## Task material
⁂

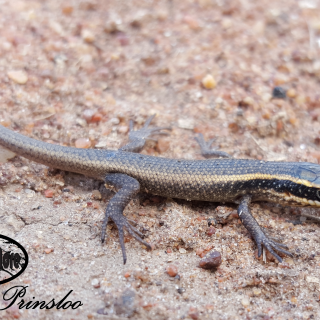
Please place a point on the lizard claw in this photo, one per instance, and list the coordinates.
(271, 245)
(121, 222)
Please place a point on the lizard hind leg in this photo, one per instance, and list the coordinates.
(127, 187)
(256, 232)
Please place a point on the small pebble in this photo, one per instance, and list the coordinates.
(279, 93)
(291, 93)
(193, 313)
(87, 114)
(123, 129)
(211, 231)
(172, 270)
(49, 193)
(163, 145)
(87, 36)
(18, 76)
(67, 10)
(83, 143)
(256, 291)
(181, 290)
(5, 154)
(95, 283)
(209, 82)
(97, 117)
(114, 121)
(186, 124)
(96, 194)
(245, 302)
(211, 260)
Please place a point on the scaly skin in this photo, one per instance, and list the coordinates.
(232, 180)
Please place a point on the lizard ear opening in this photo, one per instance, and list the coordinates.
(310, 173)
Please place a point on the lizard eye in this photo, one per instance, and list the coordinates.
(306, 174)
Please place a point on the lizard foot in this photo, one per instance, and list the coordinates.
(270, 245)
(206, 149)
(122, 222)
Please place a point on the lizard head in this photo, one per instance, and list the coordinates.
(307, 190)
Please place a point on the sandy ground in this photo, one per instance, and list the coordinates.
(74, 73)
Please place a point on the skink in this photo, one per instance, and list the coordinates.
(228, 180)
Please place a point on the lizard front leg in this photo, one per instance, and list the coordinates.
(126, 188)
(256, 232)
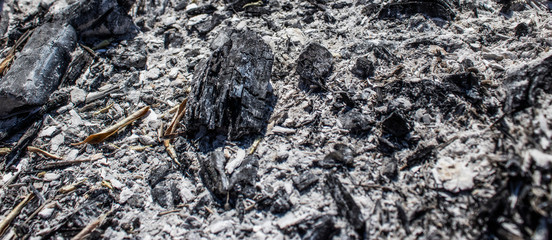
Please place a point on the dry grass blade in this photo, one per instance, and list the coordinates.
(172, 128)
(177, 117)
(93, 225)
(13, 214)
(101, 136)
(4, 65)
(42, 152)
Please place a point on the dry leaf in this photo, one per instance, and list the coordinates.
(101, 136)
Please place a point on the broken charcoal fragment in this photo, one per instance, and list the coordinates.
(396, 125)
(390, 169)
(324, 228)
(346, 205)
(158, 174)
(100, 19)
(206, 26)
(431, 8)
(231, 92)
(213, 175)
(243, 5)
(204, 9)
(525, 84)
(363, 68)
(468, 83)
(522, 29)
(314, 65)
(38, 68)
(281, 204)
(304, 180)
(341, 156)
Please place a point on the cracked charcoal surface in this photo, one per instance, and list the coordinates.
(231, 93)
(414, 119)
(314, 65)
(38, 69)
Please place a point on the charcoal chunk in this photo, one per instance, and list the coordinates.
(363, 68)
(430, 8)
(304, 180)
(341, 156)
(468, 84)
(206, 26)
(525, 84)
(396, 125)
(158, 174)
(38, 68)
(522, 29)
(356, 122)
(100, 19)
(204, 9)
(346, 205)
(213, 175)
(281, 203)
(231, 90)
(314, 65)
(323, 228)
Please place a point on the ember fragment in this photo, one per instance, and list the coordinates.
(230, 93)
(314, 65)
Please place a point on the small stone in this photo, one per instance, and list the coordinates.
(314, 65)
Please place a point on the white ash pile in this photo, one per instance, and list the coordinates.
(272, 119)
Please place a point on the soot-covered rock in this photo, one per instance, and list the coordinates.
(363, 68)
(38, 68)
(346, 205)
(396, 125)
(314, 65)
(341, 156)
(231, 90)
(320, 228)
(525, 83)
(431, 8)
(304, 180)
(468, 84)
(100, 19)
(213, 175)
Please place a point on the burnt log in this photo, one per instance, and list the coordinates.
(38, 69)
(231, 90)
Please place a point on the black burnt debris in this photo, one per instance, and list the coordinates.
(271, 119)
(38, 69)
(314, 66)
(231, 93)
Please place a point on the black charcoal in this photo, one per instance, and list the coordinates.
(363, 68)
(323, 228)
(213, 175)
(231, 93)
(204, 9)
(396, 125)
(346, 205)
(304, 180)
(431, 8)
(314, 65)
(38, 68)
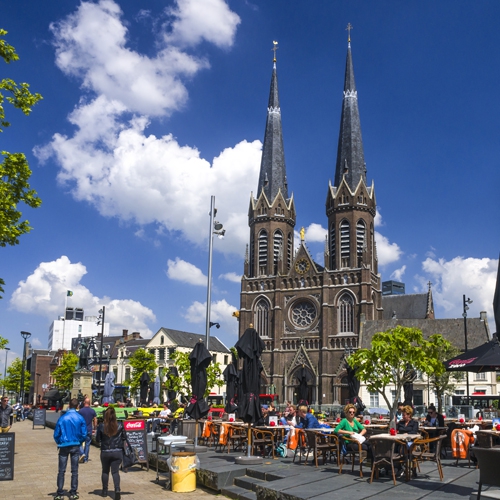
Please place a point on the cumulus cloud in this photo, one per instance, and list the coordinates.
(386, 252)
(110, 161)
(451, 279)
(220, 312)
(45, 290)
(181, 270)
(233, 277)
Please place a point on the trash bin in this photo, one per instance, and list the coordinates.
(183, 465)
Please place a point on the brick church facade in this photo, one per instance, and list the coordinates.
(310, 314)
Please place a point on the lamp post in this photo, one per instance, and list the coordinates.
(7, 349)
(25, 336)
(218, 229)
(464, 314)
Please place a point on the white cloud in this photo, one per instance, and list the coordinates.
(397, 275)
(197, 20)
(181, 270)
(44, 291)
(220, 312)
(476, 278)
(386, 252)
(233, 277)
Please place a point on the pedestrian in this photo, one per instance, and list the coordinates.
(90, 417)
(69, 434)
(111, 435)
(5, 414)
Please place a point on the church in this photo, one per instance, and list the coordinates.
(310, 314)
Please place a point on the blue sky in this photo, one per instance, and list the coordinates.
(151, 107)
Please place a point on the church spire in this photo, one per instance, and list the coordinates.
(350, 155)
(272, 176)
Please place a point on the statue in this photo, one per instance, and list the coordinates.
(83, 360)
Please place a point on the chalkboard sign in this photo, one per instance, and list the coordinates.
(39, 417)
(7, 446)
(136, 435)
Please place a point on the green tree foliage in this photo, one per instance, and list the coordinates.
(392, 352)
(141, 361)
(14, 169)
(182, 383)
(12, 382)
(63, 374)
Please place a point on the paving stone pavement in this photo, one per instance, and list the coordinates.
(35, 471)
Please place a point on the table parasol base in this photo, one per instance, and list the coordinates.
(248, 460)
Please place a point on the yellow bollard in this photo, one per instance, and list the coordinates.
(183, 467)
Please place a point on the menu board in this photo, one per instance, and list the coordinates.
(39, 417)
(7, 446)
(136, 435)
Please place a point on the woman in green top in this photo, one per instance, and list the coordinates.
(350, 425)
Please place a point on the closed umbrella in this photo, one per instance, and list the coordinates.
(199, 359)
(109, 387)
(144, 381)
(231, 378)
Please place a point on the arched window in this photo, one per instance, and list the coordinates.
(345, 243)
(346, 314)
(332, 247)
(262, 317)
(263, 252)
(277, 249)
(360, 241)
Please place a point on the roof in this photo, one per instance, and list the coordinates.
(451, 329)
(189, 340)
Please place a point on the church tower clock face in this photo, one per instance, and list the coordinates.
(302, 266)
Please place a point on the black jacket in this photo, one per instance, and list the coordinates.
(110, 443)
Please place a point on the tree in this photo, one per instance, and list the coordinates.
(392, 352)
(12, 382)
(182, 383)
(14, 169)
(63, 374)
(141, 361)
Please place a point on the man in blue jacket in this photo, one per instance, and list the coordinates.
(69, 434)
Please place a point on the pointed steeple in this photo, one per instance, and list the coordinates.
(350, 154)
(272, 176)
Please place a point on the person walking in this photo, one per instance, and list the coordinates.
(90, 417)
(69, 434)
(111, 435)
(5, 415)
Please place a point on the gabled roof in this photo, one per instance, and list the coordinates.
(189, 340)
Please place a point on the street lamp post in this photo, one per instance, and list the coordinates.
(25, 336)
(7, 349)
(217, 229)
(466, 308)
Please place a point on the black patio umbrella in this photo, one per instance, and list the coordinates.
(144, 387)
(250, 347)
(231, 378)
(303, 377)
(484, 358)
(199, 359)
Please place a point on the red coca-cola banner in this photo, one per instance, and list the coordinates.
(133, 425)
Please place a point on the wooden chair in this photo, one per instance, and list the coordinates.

⁂

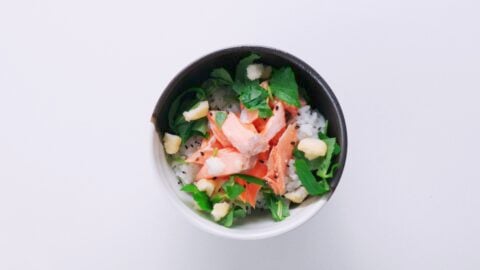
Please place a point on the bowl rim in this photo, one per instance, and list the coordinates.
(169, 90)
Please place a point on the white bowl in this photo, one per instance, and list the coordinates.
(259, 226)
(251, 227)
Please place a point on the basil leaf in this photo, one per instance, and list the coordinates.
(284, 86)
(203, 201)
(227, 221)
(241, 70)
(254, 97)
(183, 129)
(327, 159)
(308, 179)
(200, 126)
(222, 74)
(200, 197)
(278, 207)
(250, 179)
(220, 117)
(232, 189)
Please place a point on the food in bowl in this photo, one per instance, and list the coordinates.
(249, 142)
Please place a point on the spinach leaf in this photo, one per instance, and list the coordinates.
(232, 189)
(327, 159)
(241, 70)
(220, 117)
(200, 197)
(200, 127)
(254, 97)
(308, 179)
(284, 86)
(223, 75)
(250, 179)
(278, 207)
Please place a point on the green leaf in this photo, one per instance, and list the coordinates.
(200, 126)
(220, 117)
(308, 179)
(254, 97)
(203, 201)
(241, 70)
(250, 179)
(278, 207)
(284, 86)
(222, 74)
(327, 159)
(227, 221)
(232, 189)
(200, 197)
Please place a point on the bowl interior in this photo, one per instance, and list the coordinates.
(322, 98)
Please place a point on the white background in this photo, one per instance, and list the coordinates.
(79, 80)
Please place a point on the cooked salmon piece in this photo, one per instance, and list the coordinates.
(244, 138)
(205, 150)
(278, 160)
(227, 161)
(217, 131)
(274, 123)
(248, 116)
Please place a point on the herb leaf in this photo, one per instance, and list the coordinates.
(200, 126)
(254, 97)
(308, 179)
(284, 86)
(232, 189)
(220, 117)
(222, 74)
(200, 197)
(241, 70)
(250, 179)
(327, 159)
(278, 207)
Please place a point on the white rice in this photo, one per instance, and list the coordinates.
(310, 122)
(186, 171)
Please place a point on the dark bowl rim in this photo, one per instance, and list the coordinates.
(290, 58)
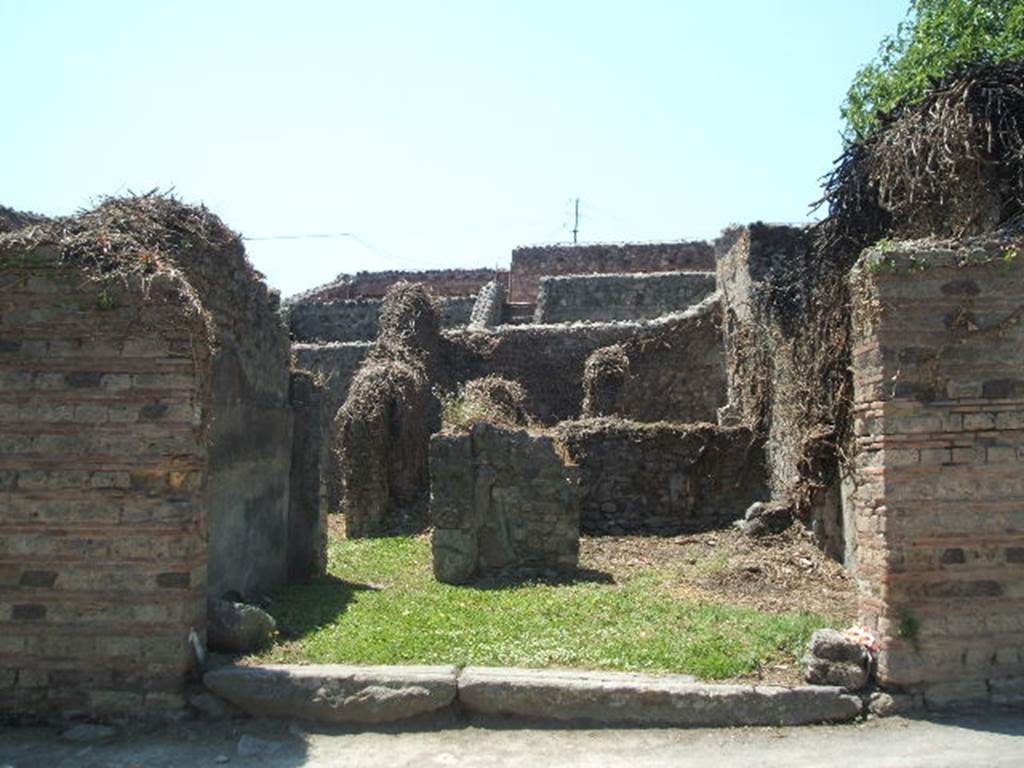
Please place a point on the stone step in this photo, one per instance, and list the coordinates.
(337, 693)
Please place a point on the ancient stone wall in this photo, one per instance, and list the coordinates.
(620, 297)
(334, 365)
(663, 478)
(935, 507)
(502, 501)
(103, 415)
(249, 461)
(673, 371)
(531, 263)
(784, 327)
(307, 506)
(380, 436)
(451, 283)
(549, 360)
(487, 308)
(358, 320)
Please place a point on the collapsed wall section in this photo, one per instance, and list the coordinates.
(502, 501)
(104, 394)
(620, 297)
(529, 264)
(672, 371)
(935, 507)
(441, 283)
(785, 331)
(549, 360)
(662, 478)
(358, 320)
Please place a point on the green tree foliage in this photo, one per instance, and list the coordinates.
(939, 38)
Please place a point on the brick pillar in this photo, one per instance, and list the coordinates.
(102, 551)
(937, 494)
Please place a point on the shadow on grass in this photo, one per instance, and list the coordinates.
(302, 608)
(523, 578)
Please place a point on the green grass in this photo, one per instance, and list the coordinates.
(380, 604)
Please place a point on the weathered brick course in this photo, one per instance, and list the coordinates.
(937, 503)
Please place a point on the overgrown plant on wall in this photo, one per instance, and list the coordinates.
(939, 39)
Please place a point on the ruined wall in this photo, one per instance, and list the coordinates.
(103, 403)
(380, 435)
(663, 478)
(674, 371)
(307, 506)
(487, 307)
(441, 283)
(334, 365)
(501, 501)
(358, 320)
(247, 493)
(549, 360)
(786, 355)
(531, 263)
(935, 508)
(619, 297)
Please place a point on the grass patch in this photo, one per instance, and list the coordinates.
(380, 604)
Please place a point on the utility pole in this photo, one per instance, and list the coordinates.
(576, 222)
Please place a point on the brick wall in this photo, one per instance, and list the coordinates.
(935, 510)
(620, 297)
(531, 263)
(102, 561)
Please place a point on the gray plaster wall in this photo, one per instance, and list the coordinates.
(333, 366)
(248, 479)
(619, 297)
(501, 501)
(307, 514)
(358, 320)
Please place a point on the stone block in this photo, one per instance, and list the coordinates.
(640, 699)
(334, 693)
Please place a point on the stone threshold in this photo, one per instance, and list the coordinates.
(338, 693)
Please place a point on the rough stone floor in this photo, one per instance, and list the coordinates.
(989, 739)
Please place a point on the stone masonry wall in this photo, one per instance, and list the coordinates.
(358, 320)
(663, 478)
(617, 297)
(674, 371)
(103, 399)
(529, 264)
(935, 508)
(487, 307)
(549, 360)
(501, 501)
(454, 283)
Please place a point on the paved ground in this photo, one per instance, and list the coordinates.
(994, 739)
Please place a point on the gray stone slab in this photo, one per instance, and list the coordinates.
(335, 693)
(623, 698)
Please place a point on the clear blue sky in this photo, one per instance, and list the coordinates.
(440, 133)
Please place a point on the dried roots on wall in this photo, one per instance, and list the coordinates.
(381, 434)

⁂

## The task
Give back exactly the lines of the listing above that run from the line with "Please place a point on the person" to the line with "Please place a point on the wooden", inclusive.

## Result
Please place a point on the person walking in this photo, one per instance, and list the coordinates.
(90, 417)
(69, 434)
(111, 435)
(5, 415)
Please place a point on the gabled roof in this photo, one per instance, and list the coordinates.
(189, 340)
Please place a point on the street lamp post in this photo, one per instance, and list the coordinates.
(25, 336)
(7, 349)
(217, 229)
(466, 308)
Please place a point on the black patio umbrella in this photo, one per instance, and list the coordinates.
(144, 387)
(250, 347)
(231, 378)
(303, 377)
(484, 358)
(199, 359)
Please place a point on the red coca-cola banner in this photo, one per instance, and list the coordinates.
(133, 425)
Please place a point on the wooden chair in this photo, one per instance, and list the coordinates.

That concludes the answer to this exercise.